_Work to be completed_:
Copy word for word the passage of the 1990 Stanza thread starting at "My brother just" and ending at "isn't new to me.".

_Provided text_:
# 1990 Stanza problems



## garet007 (Feb 26, 2010)

Hey Guys

I'm new here, and this is my first post...

My brother just bought a new car, and gave me his old 1990 Stanza. It's in rough shape, a bit of rust and the doorlocks are broken from a failed theft attempt (still have an open insurance claim to repair them though, so not a problem). Don't get me wrong. Free may have been too much to take this thing. I've done a lot of mechanical work at home, so actually doing this stuff isn't new to me.

Anyway, I can't really figure out the problems, and I thought maybe someone here could help. Maybe I'm just thinking about it wrong though.

The first problem is that it won't always start. Sometimes it seems to start fine. Other times it will just click. I figured it was the batter or starter. So, I boost it and it starts no problem. Last time I started it, after it had sat for a few days, I let it just sit in the driveway and run for an hour and a half. I think that since it didn't shut off, the alternator is probably okay. (maybe not). I also figured that since it starts no problems with a boost, the starter is probably good. Also, since it just clicks when I try and start it (like if it doesn't have enough power), I try starting it for a few minutes, to see if the battery dies. It doesn't. So I am kind of stumped on this one. Should I get my alternator tested at a shop?

_Data records_:

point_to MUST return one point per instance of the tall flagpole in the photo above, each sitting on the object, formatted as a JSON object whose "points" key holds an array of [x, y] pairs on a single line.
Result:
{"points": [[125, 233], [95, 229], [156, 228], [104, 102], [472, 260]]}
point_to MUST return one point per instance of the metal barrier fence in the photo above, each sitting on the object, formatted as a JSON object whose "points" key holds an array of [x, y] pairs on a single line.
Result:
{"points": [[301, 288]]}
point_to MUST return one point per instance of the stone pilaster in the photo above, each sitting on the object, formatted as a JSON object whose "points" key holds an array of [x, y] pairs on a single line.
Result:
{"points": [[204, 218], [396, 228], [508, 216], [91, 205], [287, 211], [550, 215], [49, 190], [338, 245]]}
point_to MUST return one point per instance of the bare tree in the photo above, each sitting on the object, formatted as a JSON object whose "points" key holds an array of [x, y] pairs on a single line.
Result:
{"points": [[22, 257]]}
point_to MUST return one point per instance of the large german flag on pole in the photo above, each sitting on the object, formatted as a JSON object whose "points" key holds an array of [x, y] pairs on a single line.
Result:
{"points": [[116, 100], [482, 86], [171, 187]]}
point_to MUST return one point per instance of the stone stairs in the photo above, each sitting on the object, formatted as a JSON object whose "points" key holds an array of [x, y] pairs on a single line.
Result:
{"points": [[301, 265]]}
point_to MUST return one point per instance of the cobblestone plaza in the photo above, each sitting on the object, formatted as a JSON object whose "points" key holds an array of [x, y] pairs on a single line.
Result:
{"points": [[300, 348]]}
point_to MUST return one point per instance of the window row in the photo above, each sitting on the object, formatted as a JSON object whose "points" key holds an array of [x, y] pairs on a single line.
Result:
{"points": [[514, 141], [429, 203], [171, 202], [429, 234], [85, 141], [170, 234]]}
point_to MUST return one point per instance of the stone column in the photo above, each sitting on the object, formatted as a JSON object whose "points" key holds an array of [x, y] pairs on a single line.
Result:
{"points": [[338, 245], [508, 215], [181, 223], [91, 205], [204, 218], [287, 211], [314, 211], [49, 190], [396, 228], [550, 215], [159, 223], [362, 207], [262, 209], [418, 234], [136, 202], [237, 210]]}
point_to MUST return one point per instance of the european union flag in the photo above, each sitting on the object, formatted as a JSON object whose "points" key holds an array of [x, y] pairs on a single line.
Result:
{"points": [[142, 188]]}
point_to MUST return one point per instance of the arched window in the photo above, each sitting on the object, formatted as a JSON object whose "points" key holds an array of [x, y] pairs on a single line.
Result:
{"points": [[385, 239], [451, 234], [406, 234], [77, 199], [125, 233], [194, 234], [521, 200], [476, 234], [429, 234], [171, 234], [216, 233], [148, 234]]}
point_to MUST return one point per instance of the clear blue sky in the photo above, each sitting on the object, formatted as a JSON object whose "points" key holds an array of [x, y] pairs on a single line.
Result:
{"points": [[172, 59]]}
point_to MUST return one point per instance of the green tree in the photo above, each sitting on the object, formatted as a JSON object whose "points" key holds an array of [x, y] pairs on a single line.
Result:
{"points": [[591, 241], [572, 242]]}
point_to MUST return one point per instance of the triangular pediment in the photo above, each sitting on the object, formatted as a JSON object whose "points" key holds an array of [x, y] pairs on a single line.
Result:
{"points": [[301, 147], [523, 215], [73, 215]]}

_Complete output_:
My brother just bought a new car, and gave me his old 1990 Stanza. It's in rough shape, a bit of rust and the doorlocks are broken from a failed theft attempt (still have an open insurance claim to repair them though, so not a problem). Don't get me wrong. Free may have been too much to take this thing. I've done a lot of mechanical work at home, so actually doing this stuff isn't new to me.